→ AIM OF THE EXERCISE: Exact reproduction is needed for the lines from the one with "box: [158, 93, 166, 101]" to the end of the listing below, and for no other lines.
<<<<
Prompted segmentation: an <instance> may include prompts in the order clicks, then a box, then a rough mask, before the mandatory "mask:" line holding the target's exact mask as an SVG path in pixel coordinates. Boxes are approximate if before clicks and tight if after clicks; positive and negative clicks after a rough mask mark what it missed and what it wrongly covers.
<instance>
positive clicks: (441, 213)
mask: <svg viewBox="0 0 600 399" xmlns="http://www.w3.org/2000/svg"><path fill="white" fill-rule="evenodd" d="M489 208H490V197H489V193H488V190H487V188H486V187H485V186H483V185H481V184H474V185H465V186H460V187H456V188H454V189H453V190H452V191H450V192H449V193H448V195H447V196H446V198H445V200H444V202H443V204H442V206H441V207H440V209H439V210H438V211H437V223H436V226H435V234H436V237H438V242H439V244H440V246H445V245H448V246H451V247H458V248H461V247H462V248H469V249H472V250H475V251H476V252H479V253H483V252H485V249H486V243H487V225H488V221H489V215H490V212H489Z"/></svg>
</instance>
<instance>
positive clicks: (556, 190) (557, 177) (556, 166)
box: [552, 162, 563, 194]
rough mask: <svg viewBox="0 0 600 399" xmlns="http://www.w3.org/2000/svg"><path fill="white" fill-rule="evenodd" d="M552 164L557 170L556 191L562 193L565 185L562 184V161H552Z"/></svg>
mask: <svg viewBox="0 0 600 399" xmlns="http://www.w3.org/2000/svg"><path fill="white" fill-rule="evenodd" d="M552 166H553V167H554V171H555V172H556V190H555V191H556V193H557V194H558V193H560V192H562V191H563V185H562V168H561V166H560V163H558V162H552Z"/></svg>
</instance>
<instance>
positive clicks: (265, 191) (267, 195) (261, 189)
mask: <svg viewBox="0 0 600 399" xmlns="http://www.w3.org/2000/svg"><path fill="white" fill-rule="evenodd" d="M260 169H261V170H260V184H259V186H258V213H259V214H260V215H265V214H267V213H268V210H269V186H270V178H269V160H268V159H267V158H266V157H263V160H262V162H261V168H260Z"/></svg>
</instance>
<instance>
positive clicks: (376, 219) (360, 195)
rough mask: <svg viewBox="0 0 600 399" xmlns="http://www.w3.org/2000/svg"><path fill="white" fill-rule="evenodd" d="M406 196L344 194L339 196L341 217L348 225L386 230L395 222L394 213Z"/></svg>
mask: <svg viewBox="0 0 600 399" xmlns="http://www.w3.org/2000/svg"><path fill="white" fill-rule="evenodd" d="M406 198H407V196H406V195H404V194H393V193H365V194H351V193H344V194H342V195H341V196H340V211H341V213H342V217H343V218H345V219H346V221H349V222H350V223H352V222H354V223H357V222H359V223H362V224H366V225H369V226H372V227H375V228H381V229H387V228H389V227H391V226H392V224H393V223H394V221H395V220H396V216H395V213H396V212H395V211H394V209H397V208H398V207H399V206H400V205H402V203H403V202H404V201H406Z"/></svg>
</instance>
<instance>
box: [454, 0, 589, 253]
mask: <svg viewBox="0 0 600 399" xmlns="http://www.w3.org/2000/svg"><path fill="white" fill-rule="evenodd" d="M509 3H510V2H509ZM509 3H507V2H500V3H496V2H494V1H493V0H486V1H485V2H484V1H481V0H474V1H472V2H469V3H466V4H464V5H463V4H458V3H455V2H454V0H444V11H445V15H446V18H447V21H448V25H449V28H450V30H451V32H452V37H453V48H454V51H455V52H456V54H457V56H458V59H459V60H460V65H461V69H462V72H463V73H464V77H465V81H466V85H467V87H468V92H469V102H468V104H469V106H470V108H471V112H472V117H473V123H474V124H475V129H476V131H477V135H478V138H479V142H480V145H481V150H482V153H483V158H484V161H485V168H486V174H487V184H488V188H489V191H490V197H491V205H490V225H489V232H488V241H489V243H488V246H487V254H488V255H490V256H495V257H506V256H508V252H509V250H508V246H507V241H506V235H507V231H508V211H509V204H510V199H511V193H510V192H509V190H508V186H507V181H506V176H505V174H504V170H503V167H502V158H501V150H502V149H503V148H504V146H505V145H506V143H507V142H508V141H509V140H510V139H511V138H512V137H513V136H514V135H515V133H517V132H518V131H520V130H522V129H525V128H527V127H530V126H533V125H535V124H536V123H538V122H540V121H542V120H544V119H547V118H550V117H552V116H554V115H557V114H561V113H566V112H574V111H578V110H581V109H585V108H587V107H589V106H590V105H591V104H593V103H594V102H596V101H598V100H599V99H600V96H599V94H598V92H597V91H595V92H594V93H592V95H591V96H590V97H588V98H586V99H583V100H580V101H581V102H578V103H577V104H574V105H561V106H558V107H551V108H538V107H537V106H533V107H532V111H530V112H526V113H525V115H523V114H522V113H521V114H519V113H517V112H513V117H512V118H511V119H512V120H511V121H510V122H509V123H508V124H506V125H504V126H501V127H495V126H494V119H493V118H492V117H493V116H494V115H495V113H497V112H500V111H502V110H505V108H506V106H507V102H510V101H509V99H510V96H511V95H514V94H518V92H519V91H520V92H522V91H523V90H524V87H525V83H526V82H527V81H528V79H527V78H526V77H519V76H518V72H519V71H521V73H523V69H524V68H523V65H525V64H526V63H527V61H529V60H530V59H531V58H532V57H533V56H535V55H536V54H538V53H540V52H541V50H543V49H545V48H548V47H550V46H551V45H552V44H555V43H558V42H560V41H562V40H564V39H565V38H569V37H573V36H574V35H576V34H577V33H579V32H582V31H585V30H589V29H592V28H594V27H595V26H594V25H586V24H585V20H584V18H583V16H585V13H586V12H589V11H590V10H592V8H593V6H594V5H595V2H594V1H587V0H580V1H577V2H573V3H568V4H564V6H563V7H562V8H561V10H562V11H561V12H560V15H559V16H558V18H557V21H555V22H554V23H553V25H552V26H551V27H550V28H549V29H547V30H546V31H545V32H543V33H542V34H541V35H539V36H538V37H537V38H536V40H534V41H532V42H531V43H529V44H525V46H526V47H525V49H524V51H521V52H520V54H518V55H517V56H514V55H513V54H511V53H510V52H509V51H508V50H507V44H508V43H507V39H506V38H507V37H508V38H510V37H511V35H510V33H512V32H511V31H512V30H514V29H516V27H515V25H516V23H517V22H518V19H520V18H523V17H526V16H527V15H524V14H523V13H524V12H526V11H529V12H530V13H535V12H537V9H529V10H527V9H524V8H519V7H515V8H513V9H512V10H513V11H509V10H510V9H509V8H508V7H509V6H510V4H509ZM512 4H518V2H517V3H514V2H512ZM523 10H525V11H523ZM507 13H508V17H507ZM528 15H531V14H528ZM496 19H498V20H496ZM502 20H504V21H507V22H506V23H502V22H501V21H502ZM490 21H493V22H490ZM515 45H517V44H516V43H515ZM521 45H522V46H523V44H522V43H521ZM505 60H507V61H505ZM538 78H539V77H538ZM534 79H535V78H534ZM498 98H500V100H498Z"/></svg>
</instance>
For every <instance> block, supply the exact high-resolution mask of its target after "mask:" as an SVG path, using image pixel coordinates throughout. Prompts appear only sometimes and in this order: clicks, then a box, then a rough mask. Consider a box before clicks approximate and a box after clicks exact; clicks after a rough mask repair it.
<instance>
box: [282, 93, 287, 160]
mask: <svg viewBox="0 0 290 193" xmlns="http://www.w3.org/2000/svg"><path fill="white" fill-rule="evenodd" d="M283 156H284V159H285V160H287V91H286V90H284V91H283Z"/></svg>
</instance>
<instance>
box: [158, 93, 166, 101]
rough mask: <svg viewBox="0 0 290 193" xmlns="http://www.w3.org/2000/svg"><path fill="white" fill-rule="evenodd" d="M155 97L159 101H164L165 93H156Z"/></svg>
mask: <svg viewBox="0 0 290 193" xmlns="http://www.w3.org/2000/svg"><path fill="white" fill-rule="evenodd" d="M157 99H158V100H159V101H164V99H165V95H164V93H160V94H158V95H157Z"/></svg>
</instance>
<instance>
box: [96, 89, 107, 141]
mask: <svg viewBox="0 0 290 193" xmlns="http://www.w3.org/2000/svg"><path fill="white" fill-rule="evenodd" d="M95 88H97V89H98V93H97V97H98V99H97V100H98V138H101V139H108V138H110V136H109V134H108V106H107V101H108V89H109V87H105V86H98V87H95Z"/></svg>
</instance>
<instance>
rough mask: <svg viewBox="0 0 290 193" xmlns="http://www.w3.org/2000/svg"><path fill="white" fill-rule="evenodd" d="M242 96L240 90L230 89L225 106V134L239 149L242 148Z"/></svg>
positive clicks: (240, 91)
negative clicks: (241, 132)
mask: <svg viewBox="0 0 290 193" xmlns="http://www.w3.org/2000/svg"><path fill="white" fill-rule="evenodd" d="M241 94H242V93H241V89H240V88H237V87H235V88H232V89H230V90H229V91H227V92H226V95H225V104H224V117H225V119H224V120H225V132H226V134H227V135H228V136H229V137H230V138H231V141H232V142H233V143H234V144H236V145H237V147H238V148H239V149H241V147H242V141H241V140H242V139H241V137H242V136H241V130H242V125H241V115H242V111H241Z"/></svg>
>>>>
→ EXERCISE RESULT:
box: [158, 93, 166, 101]
rough mask: <svg viewBox="0 0 290 193" xmlns="http://www.w3.org/2000/svg"><path fill="white" fill-rule="evenodd" d="M155 97L159 101H164L165 93H156Z"/></svg>
mask: <svg viewBox="0 0 290 193" xmlns="http://www.w3.org/2000/svg"><path fill="white" fill-rule="evenodd" d="M157 99H158V100H159V101H164V99H165V95H164V93H160V94H158V95H157Z"/></svg>
</instance>
<instance>
box: [96, 89, 107, 141]
mask: <svg viewBox="0 0 290 193" xmlns="http://www.w3.org/2000/svg"><path fill="white" fill-rule="evenodd" d="M95 88H97V89H98V93H97V97H98V99H97V100H98V138H101V139H108V138H110V136H109V134H108V106H107V101H108V89H109V87H105V86H98V87H95Z"/></svg>
</instance>
<instance>
rough mask: <svg viewBox="0 0 290 193" xmlns="http://www.w3.org/2000/svg"><path fill="white" fill-rule="evenodd" d="M242 96L240 90L230 89L225 106V134L239 149L242 148Z"/></svg>
positive clicks: (240, 91)
negative clicks: (241, 132)
mask: <svg viewBox="0 0 290 193" xmlns="http://www.w3.org/2000/svg"><path fill="white" fill-rule="evenodd" d="M241 94H242V93H241V89H240V88H237V87H235V88H232V89H230V90H229V91H227V92H226V95H225V104H224V117H225V119H224V120H225V132H226V134H227V135H228V136H229V137H230V138H231V141H232V142H233V143H234V144H236V145H237V147H238V148H239V149H241V147H242V141H241V140H242V139H241V137H242V136H241V130H242V125H241V115H242V111H241Z"/></svg>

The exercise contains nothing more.